Jordan Loveridge, former Utah Ute, plays in a Powder League basketball game at American Preparatory Academy in Draper on Friday, June 25, 2021. The former West Jordan High and University of Utah basketball star just finished his fifth season of pro basketball in Europe.

Kristin Murphy, Deseret News

The very first recruiting visit that former University of Utah basketball coach Larry Krystkowiak made after getting the job in April 2011 was a short drive to West Jordan to watch a rising senior by the name of Jordan Loveridge.

The 6-foot-6 phenom had been dominating Utah schoolboy hoops and shined on the AAU summer circuit, but Krystkowiak’s predecessor, Jim Boylen, had told Loveridge the previous year that he wasn’t good enough to play for the Utes when they entered the Pac-12, and hadn’t offered him a scholarship. BYU and other schools in the West had.

Krystkowiak obviously saw things differently, offered Loveridge a scholarship, landed a commitment a few months later and eventually helped him flourish in the Pac-12.

It is no wonder, then, that Loveridge had Krystkowiak’s back recently when asked to weigh in on the Runnin’ Utes’ coaching change. Krystkowiak was fired in March and replaced by Utah State coach Craig Smith.

“Coach K, I think he did a good job, as far as I could see,” Loveridge said. “It is tough. The Pac-12 is a tough league to be in. In my opinion, he did a great job up there. It is a tough league and it is a business. Sometimes you have to move on. That’s how it goes, and I am sure that Coach will be fine with whatever he does next.”

Loveridge, who left Utah in 2016 to pursue a professional career overseas, is playing in the Powder League summer pro-am basketball circuit at American Preparatory Academy in Draper and recently spoke at length with the Deseret News about a variety of topics, including the way he is carving out a nice living for himself and his young family in Europe.

But before talking about himself, he wanted to give Krystkowiak and Smith a couple of shoutouts.


Utah Utes forward Jordan Loveridge and coach Larry Krystkowiak talk on the sideline during game against Colorado Saturday, March 1, 2014, in Salt Lake City.

Tom Smart, Deseret News

“I have heard great things about the new coach (Smith),” Loveridge said. “I don’t know him too well. As for Larry, I would like to thank him for all that he did for me and for the Utah basketball team. I hope they do great with the new coach. I wish them all the best.”

# [Your tasks]
[a] In the article on Jordan Loveridge, who was hired to replace Larry Krystkowiak as Utah's basketball coach?
[b] Continue the article on Jordan Loveridge from its final sentence.

# [Information supplied]

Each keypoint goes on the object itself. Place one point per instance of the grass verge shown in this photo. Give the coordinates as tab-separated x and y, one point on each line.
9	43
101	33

# [Exercise answers]
[a] Utah State coach Craig Smith replaced him.

[b]
Loveridge recently completed his fifth season playing overseas and is “back home” in Utah for a couple of months with wife Kylie (a former Southern Utah University volleyball player) and son Kingston while he figures out his next step.

He played in the Korisliiga, the highest level of basketball in Finland, last season for a team from Lapua called Kobrat.

“It’s the top league in Finnish basketball, and it was a good experience,” Loveridge said. “I don’t know if I will go back or not. But I will be somewhere in Europe, for sure.”

Loveridge has now played professionally in Hungary, Switzerland, Germany, Poland, Austria and Finland. He’s enjoyed them all, he said, although there were some uncertainties about getting paid in Hungary because the team he played for had some financial difficulties.

“Basketball overseas is a little different,” he admitted. “The game is different. But once you get used to it, it is good. Once you get used to the professional level, and realize that everyone is good and everyone can play, you (thrive). It is fun. I’ve had a fun career so far.”

Loveridge said the first few years were tough when he lived by himself, but now Kylie and Kingston live with him abroad and life is much better.

“It has been a great time traveling and seeing Europe,” he said. “There are some really good leagues that will pay guys (decently) and take care of guys.”

In his four-year career at Utah, Loveridge averaged 12.2 points and 5.4 rebounds. He shot an outstanding 38% from 3-point range. In Europe, he’s played against former Utah teammate Brandon Taylor and former Utah State star Spencer Butterfield.

Butterfield is also keeping his skills sharp in the Powder League.


Jordan Loveridge of West Jordan High is named Mr. Basketball and poses for photos Sunday, March 11, 2012. Following his stellar prep career, Loveridge became a mainstay for the University of Utah before carving out a successful pro career overseas.

Scott G Winterton, Deseret News

“It is a good run, this Powder League,” Loveridge said. “You get a good, nice sweat, and then just playing high-level basketball is always a good thing to keep yourself ready for whatever comes next.”

Loveridge says he’s asked all the time if he still dreams of playing in the NBA, and is answer remains constant: not really.

Loveridge did some workouts for a few NBA teams in 2016, including the Utah Jazz, but went undrafted, headed to Europe, and hasn’t really looked back.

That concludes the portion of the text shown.